→ Record extracts:

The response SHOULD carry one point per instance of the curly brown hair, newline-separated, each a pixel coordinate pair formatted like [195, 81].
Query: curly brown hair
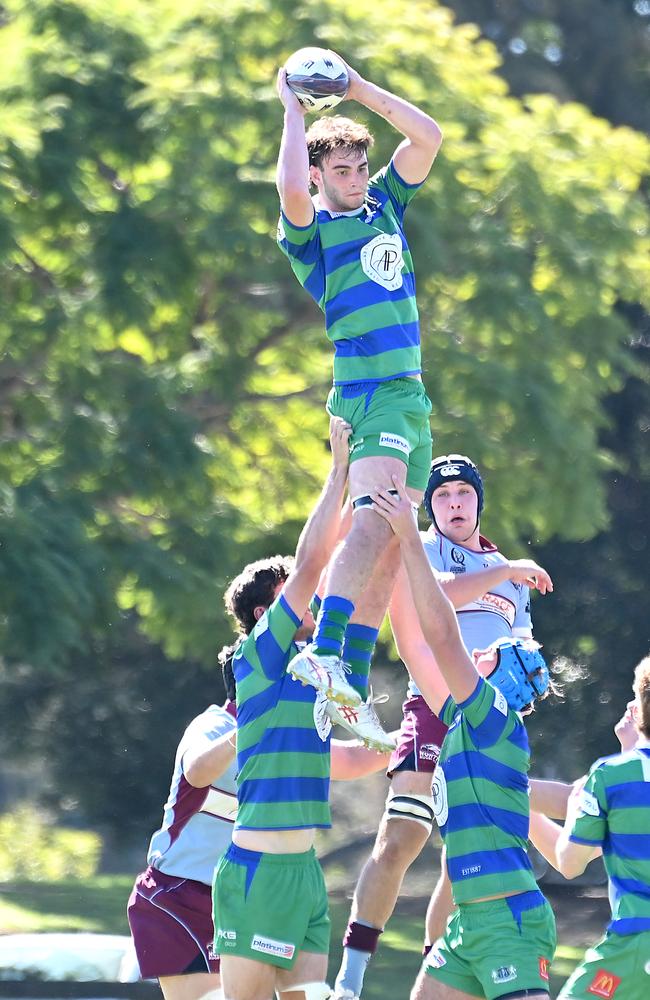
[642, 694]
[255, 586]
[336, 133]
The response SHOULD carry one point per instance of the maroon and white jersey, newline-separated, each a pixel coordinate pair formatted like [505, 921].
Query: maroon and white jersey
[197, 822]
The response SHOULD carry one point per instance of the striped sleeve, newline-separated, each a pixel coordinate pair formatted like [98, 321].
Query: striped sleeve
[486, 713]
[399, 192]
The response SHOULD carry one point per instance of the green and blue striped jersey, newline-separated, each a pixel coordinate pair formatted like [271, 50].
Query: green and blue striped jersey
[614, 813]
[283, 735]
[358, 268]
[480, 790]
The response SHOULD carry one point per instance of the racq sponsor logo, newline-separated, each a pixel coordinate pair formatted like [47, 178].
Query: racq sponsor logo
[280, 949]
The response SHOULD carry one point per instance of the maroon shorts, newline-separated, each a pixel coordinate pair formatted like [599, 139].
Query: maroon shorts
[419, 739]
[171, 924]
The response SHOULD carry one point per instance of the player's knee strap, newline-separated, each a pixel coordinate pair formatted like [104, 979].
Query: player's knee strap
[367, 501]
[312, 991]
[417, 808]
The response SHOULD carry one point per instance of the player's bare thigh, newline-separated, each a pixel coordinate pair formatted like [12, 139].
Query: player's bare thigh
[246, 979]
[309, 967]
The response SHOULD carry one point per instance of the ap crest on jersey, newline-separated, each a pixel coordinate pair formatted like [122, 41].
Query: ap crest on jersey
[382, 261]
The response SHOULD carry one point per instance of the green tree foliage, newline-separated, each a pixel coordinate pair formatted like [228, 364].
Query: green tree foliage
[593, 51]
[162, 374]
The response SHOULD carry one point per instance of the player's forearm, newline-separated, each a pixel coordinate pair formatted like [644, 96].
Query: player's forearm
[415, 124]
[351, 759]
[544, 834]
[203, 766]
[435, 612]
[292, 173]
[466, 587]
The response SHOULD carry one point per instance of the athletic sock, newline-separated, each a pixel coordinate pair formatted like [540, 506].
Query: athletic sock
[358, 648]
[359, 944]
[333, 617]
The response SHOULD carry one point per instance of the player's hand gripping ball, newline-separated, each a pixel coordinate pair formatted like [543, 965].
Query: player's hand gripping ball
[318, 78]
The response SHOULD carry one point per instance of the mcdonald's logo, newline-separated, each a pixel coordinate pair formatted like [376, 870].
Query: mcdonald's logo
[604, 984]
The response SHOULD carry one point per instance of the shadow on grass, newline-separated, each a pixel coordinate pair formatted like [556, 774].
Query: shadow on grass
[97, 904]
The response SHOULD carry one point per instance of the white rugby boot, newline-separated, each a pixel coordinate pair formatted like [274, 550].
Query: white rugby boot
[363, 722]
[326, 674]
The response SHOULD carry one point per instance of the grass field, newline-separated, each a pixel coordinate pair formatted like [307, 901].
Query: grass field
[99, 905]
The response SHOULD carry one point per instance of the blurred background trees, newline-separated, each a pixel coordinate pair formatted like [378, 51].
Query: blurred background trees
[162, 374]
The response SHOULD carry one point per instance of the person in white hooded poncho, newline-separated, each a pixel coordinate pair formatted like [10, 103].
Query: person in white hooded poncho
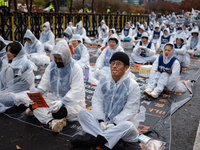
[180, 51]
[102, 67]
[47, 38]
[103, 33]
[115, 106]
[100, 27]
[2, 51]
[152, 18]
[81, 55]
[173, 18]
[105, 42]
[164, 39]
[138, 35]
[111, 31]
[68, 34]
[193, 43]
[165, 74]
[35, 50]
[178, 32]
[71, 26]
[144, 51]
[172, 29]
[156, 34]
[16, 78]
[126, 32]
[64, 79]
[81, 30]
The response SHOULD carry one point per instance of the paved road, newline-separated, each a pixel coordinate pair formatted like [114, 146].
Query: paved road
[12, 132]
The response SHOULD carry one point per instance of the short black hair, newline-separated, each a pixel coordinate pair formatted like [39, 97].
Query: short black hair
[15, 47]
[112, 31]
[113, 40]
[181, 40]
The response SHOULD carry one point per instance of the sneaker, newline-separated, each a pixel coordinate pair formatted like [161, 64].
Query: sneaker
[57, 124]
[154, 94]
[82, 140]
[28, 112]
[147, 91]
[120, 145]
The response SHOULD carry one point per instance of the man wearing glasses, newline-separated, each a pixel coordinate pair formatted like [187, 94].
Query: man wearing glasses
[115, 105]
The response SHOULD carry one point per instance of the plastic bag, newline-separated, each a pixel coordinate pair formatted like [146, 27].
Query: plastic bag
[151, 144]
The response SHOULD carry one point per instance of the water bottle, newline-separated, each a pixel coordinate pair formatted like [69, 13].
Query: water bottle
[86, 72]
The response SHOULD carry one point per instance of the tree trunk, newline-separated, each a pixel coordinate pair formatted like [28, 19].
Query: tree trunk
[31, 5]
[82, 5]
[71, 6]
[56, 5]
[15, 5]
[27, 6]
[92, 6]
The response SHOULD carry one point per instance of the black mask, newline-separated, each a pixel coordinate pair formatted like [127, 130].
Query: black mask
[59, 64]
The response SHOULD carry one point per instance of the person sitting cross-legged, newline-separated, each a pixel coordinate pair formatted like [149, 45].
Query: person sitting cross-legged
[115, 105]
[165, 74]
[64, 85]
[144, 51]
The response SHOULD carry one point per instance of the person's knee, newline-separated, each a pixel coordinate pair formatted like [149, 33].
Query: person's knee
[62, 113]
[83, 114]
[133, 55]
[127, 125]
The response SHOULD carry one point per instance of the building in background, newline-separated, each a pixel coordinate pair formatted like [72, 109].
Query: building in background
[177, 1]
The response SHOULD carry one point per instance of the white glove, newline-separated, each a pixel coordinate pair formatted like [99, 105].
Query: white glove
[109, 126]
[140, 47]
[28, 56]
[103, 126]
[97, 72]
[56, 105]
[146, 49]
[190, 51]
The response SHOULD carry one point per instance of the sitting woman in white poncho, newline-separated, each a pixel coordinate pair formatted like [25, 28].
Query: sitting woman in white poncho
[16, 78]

→ Problem: Print all of the records shown above exactly, leaving out each picture.

→ Response to this exercise:
The response SHOULD carry one point per instance of the curly brown hair, newline-separated, each a pixel coordinate pair formatted like [195, 81].
Query: curly brown hair
[642, 694]
[255, 586]
[336, 133]
The response SHOULD carry one point per instance of the maroon and white jersey, newline-separated, each a pixel coordinate pair formatted like [505, 921].
Query: maroon and white jersey
[197, 822]
The response SHOULD carry one point per instance of the striped sleeve, newline-separated, each a pixel coordinate pair formatted like [98, 321].
Query: striped sleeve
[486, 713]
[399, 192]
The response SHOULD carry one point per instance of the green and blue striped jersey, newline-separated, each a pixel coordinate pair formatted like [271, 50].
Query: green and blue striped jersey
[614, 813]
[283, 735]
[358, 268]
[480, 790]
The response SHOULD carry one point per instance of the racq sponsor logo, newline-separated, each a pixel coordinate pair formatted like [47, 178].
Query: racq sponsor logo
[280, 949]
The response SHOULD carry one point per instance of the maroon shorts, newline-separated, each a pixel coordinate pair formatted like [599, 139].
Query: maroon shorts
[419, 739]
[171, 924]
The response SHOULD carry one point per instance of the player's knee strap, newline-separated, each a pixel coordinate pair formatted like [104, 979].
Query: player's knee strap
[367, 501]
[312, 991]
[417, 808]
The response SHOULD carry one point per instance of the player's bare thigh, newline-separated, each a pixel coordinate pair formatted like [12, 139].
Query: player's bare thigh
[246, 979]
[309, 967]
The response SHOULD carry one point per instance of the ap crest on jersey, newline-separated, each a pixel coordinate pair formatted like [122, 41].
Query: ap crest on jersey
[382, 261]
The response SHOULD carry one point per instance of the green tree foliage, newline-separated, each a pixel coordinate pair formatted like [228, 364].
Query: green tree foliage
[593, 51]
[162, 374]
The response SHOULD carry one point per instance of the player's forearm, newline-separated, each a pixel coordinate pair formatted like [644, 96].
Query: player's forearm
[415, 124]
[351, 759]
[544, 834]
[203, 766]
[435, 612]
[292, 173]
[466, 587]
The response SHOULD carry one point per instance of the athletic sock, newline-separated, each a pixel coordinate pair formatted like [540, 506].
Query: athletic sock
[358, 648]
[359, 944]
[333, 617]
The response SHOULD carry one point per instance of the player's hand gripping ball, newline-separated, each a pixel coordinate pair formatted like [543, 965].
Query: player's hand gripping ball
[318, 78]
The response SHOULD carry one point per instance of the mcdonald's logo, newline-separated, each a pixel coordinate pair formatted like [376, 870].
Query: mcdonald's logo
[604, 984]
The response SHOULD carry one point per instance of the shadow on grass, newline-separated, each a pixel coordinate pair formatted like [556, 774].
Query: shadow on grass
[97, 904]
The response SHOULD carry one point per instance of the white rugby boot, newline-separated, each a pixel coordinate pair formatted like [274, 550].
Query: white rugby boot
[363, 722]
[326, 674]
The response SHOULD carry one point per instance of the grass field, newline-separated, each a pixel coordinate pair formatted like [307, 901].
Query: grass field
[99, 905]
The response SHOULD carry one point per instance of the blurred background trees, newline-separated, each a pixel coordinate pair formatted like [378, 51].
Query: blurred background trees
[162, 374]
The response SHOULD carry one point per instance of the person in white hooded poncho, newline-separated, each a pixel coordinate pair formatted like [10, 103].
Query: person in white hooded poncho
[180, 51]
[102, 67]
[47, 38]
[103, 33]
[115, 106]
[100, 27]
[2, 51]
[152, 18]
[81, 55]
[173, 18]
[105, 42]
[164, 39]
[138, 35]
[111, 31]
[68, 34]
[193, 43]
[165, 74]
[35, 50]
[178, 32]
[71, 26]
[144, 51]
[172, 29]
[156, 34]
[16, 78]
[126, 32]
[64, 79]
[81, 30]
The response SHOULD carry one point per instance of the paved road, newline-separated, each a pixel coordinate pair formatted like [114, 146].
Query: paved road
[12, 132]
The response SHOULD carry one point per instance of the short black hair, newline-separated, each a pixel coordinate pair formatted like [39, 97].
Query: short black hair
[15, 47]
[112, 31]
[113, 40]
[181, 40]
The response SHOULD carry one point per instance of the sneaker, newline-separated, each a pixel coordinate pair formatted like [161, 64].
Query: sneaker
[57, 124]
[154, 94]
[82, 140]
[28, 112]
[147, 91]
[120, 145]
The response SHOULD carry one point per instance of the man wearing glasses, newline-separated, each a pixel coordinate pair formatted like [187, 94].
Query: man wearing glasses
[115, 105]
The response SHOULD carry one point per instance of the plastic bag, newline-separated, each a pixel coordinate pair formatted like [146, 27].
Query: plastic bag
[151, 144]
The response SHOULD carry one point per instance of the water bottle, newline-separated, each a pixel coordinate pair formatted like [69, 13].
Query: water bottle
[86, 72]
The response SHOULD carry one point per instance of the tree trunk, newline-separated, each a pixel coordinate pair formatted like [28, 19].
Query: tree trunk
[31, 5]
[82, 5]
[71, 6]
[56, 5]
[15, 5]
[27, 6]
[92, 6]
The response SHOULD carry one point per instance of the black mask, newline-separated, each a pixel coordinate pair formatted like [127, 130].
Query: black mask
[59, 64]
The response SHOULD carry one point per instance of the person sitting cross-legged, newline-separated, each a pixel coordinate pair formatted like [149, 45].
Query: person sitting cross-legged
[115, 105]
[165, 74]
[64, 85]
[144, 51]
The response SHOULD carry one point per instance of the person's knee, newline-separated, each a pixel coordinate pair formatted like [149, 33].
Query: person's knee
[62, 113]
[83, 114]
[133, 55]
[127, 125]
The response SHOULD carry one point per instance of the building in background, newline-separated, each a pixel coordinate pair formatted like [72, 109].
Query: building in background
[177, 1]
The response SHOULD carry one point per instance of the white glove, newline-separated, each a pixel coordinate pair formatted like [99, 105].
Query: white glove
[109, 126]
[140, 47]
[28, 56]
[103, 126]
[97, 72]
[56, 105]
[146, 49]
[190, 51]
The response SHOULD carry one point per instance of the sitting woman in white poncho, newline-separated, each a pixel coordinate pair formatted like [25, 28].
Query: sitting woman in white poncho
[16, 78]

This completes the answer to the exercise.